*** Data excerpts Section Begins ***
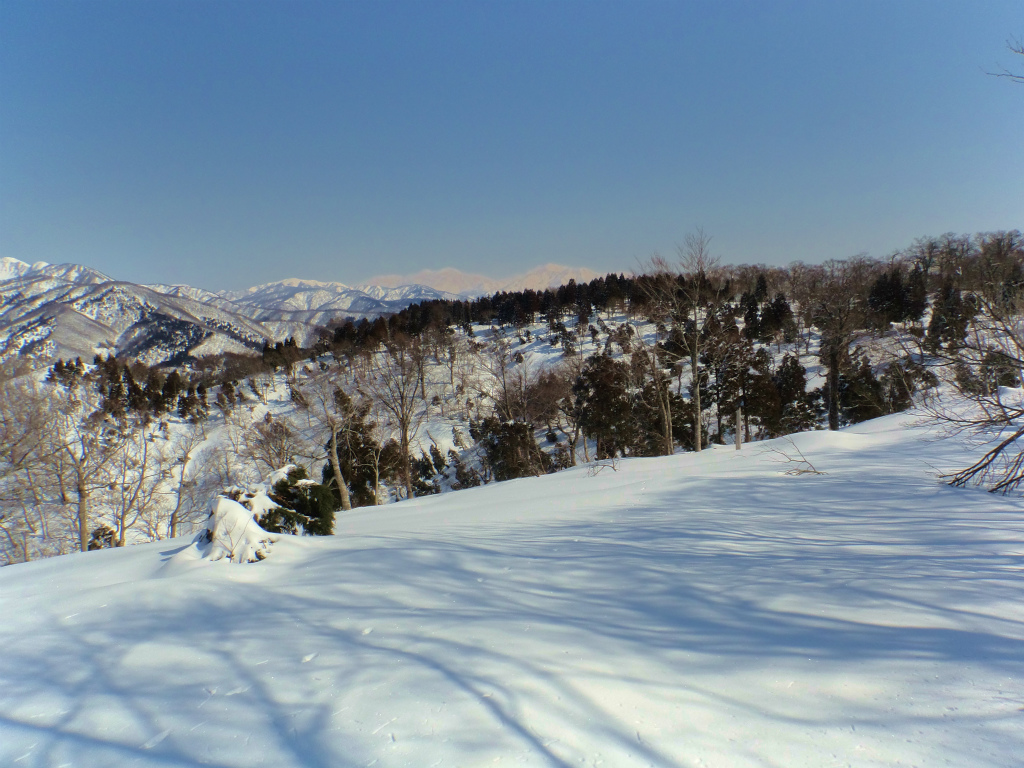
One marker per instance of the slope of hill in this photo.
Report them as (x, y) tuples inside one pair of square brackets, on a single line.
[(69, 310), (468, 284), (696, 609), (53, 316)]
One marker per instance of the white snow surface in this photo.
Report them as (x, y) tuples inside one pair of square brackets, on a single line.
[(692, 610)]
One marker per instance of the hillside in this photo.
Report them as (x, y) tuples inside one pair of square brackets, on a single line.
[(69, 310), (686, 610)]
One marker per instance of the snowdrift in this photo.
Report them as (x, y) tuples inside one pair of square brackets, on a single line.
[(687, 610)]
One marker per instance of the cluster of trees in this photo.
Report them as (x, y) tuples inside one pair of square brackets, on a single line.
[(685, 354)]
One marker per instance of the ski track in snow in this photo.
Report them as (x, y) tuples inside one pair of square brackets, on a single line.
[(691, 610)]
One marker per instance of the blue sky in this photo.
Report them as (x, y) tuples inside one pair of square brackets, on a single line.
[(227, 143)]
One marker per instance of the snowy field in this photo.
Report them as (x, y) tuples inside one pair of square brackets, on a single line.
[(692, 610)]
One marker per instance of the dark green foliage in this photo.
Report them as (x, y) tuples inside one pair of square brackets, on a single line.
[(102, 537), (605, 406), (951, 313), (426, 477), (860, 391), (465, 477), (510, 450), (893, 299), (777, 321), (302, 506)]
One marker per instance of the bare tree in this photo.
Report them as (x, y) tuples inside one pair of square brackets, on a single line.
[(684, 294), (331, 412), (182, 453), (85, 440), (1015, 46), (393, 381), (838, 312), (987, 369)]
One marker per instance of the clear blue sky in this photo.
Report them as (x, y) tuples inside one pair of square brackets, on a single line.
[(227, 143)]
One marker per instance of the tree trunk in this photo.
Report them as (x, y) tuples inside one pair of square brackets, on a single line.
[(83, 515), (834, 389), (696, 396), (407, 468), (346, 501)]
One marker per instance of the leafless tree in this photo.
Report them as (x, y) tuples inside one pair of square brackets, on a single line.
[(184, 471), (393, 381), (838, 312), (331, 412), (1017, 47), (987, 370), (684, 294)]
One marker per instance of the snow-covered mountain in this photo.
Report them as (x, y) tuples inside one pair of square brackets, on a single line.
[(72, 310), (468, 284), (704, 609)]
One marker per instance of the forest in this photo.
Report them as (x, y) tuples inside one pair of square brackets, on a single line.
[(685, 354)]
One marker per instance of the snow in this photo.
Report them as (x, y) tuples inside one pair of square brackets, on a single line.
[(691, 610), (230, 534)]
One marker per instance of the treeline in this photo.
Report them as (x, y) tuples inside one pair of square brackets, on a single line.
[(686, 354)]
*** Data excerpts Section Ends ***
**Goal of the exercise**
Please output the records above exactly, without the pictures.

**Solved problem**
One marker per instance of the slope of hill in this photo.
Report them as (x, y) tuples inside one pair of square brackets, on a single line.
[(69, 310), (468, 284), (696, 609), (53, 316)]
One marker per instance of the white snow surface in this photo.
Report them as (x, y) tuples inside one pair of square brackets, on a single line.
[(692, 610)]
One marker per instance of the hillside in this photo.
Report them as (x, y) tuples inside one pair of square brackets, on a single line.
[(69, 310), (686, 610)]
One marker per instance of the snowdrift in this photo.
Report them as (x, y) tuples inside one pair of square brackets, on a single line.
[(687, 610)]
One marker per instance of the cluster of trees in this photo.
Report them as (x, y) tuples inside one pair of square brackets, on a single line.
[(685, 354)]
One marker per instance of the ski track in snow in this photo.
Report them as (x, y) tuples inside one pair of square brackets, on a single line.
[(691, 610)]
One marker per instance of the blue sky in this photo.
Report them as (x, y) tuples inside one pair of square brackets, on a single line.
[(227, 143)]
One marker per instance of the snowy field in this photo.
Report them as (x, y) tuples inside one pair of square brackets, on a single line.
[(692, 610)]
One marker per instance of the dark green foliage in this photo.
Report them as (x, y) tuples inside one pair of square brackets, on a single line.
[(102, 537), (605, 406), (951, 313), (426, 477), (860, 391), (465, 477), (510, 450), (893, 299), (777, 321), (302, 506)]
One marker per instance of the bare tree in this photo.
Report them as (x, y) tuples inside one pair of square brackets, on a single line.
[(684, 294), (331, 412), (182, 453), (85, 440), (1015, 46), (393, 381), (838, 312), (987, 369)]
One marker per instance of the clear blue sky in this photo.
Report them as (x, y) tuples inside one pair of square brackets, on a single line.
[(227, 143)]
One marker per instance of the tree trunk in this photo.
Report them as (x, y) tuples inside one pair of square brackets, on a single line.
[(83, 515), (834, 389), (696, 396), (407, 468), (346, 501)]
One marker per instance of the leafless tree in this photo.
Report them as (x, y) tuples inside one pair of square brackets, on a single line.
[(184, 471), (393, 381), (838, 312), (331, 412), (1017, 47), (987, 370), (684, 294)]
One marker per instance of the snow-covered mountain in this photo.
Report them as (x, y) tuples inside one pair of square brackets, on a single line.
[(72, 310), (468, 284), (704, 609)]
One marker per instance of the forest in this photo.
Report them as (x, y) tuples inside one pair of square brackets, on a single line.
[(685, 354)]
One marker per instance of the snow in this photo.
Report them as (x, y) tuples inside one pair of square brackets, on a single line.
[(691, 610), (230, 534)]
One marker per instance of the treeline in this photo.
Report them as (x, y) tuples inside one pair of square brackets, on a single line.
[(686, 354)]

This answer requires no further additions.